***** Supplied records *****
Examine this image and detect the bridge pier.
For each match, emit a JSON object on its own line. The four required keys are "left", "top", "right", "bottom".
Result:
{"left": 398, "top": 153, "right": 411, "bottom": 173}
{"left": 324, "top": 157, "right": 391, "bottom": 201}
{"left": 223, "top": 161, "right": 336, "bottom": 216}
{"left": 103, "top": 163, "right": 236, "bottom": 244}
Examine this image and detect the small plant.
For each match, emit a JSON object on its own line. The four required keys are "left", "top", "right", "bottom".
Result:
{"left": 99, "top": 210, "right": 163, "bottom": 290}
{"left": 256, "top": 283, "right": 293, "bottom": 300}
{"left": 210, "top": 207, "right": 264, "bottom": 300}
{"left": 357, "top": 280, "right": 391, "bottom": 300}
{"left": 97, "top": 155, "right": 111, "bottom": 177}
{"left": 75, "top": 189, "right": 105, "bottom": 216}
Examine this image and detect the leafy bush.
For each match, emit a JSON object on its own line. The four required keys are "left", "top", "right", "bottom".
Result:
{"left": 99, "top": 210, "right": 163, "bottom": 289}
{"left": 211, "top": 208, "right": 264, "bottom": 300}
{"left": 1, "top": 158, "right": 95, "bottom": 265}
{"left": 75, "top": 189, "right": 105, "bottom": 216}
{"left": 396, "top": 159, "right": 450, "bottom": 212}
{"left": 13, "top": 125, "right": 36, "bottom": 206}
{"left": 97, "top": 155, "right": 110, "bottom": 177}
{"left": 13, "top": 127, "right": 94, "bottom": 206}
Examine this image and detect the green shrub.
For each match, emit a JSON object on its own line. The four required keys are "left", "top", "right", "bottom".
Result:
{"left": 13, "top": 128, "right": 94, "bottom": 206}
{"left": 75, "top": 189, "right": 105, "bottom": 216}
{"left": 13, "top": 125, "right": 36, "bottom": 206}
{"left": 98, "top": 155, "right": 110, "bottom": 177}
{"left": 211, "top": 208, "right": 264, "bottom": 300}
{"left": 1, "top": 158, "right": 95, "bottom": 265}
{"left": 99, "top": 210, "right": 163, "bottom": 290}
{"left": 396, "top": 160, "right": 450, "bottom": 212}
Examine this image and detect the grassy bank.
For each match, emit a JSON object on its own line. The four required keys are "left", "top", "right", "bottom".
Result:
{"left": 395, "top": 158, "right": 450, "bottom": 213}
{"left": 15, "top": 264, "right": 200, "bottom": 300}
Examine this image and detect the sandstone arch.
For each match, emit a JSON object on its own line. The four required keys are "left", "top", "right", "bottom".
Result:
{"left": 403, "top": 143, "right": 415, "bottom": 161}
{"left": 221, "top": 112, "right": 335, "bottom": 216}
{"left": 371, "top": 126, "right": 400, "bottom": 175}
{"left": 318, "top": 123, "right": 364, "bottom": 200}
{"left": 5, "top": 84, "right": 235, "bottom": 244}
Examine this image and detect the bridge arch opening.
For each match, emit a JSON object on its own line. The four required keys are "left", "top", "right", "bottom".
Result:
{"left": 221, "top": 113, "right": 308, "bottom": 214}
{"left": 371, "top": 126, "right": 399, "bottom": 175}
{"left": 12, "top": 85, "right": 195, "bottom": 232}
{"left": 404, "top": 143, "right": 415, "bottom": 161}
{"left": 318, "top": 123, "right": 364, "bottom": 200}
*****
## Problem statement
Set down the records above once more, exactly as given.

## Solved exercise
Examine this image and detect the bridge pier.
For each match, emit a JSON object on its own line. The four required keys are "left", "top", "right", "bottom".
Result:
{"left": 398, "top": 153, "right": 411, "bottom": 173}
{"left": 324, "top": 157, "right": 391, "bottom": 201}
{"left": 223, "top": 161, "right": 336, "bottom": 216}
{"left": 103, "top": 163, "right": 236, "bottom": 244}
Examine this image and detect the small plant.
For each match, emit a JSON object on its own line. The four required keys are "left", "top", "right", "bottom".
Result:
{"left": 99, "top": 210, "right": 163, "bottom": 290}
{"left": 256, "top": 283, "right": 293, "bottom": 300}
{"left": 210, "top": 207, "right": 264, "bottom": 300}
{"left": 357, "top": 280, "right": 391, "bottom": 300}
{"left": 97, "top": 155, "right": 111, "bottom": 177}
{"left": 75, "top": 189, "right": 105, "bottom": 216}
Examine this image and detect the leafy bush.
For each match, emit a JSON object on its own line. The four required keys are "left", "top", "right", "bottom".
Result:
{"left": 99, "top": 210, "right": 163, "bottom": 289}
{"left": 211, "top": 208, "right": 264, "bottom": 300}
{"left": 1, "top": 158, "right": 95, "bottom": 265}
{"left": 75, "top": 189, "right": 105, "bottom": 216}
{"left": 396, "top": 159, "right": 450, "bottom": 212}
{"left": 13, "top": 125, "right": 36, "bottom": 206}
{"left": 97, "top": 155, "right": 110, "bottom": 177}
{"left": 13, "top": 127, "right": 94, "bottom": 206}
Examine this image and detect the green shrub.
For each match, emit a JSON object on its own line. The four required keys are "left", "top", "right", "bottom".
Result:
{"left": 13, "top": 128, "right": 94, "bottom": 206}
{"left": 75, "top": 189, "right": 105, "bottom": 216}
{"left": 13, "top": 125, "right": 36, "bottom": 206}
{"left": 98, "top": 155, "right": 110, "bottom": 177}
{"left": 211, "top": 208, "right": 264, "bottom": 300}
{"left": 1, "top": 158, "right": 95, "bottom": 265}
{"left": 99, "top": 210, "right": 163, "bottom": 290}
{"left": 396, "top": 160, "right": 450, "bottom": 212}
Examine this image and detect the grassy bank.
For each match, emit a JSON object on its own line. The four required keys are "left", "top", "right", "bottom".
Result:
{"left": 395, "top": 158, "right": 450, "bottom": 213}
{"left": 15, "top": 264, "right": 200, "bottom": 300}
Examine this image and detect the sandstone arch.
For each match, emit a JSON object on its own line. The four required keys are "left", "top", "right", "bottom".
Result:
{"left": 403, "top": 143, "right": 415, "bottom": 161}
{"left": 221, "top": 112, "right": 335, "bottom": 216}
{"left": 371, "top": 126, "right": 400, "bottom": 175}
{"left": 318, "top": 123, "right": 364, "bottom": 200}
{"left": 5, "top": 84, "right": 235, "bottom": 244}
Examine this image and detect the bridge arch opening.
For each match, emit a JSON object on its own line. The four required keys are "left", "top", "right", "bottom".
Result:
{"left": 221, "top": 113, "right": 308, "bottom": 214}
{"left": 371, "top": 126, "right": 399, "bottom": 175}
{"left": 12, "top": 85, "right": 195, "bottom": 232}
{"left": 404, "top": 143, "right": 415, "bottom": 161}
{"left": 318, "top": 123, "right": 364, "bottom": 200}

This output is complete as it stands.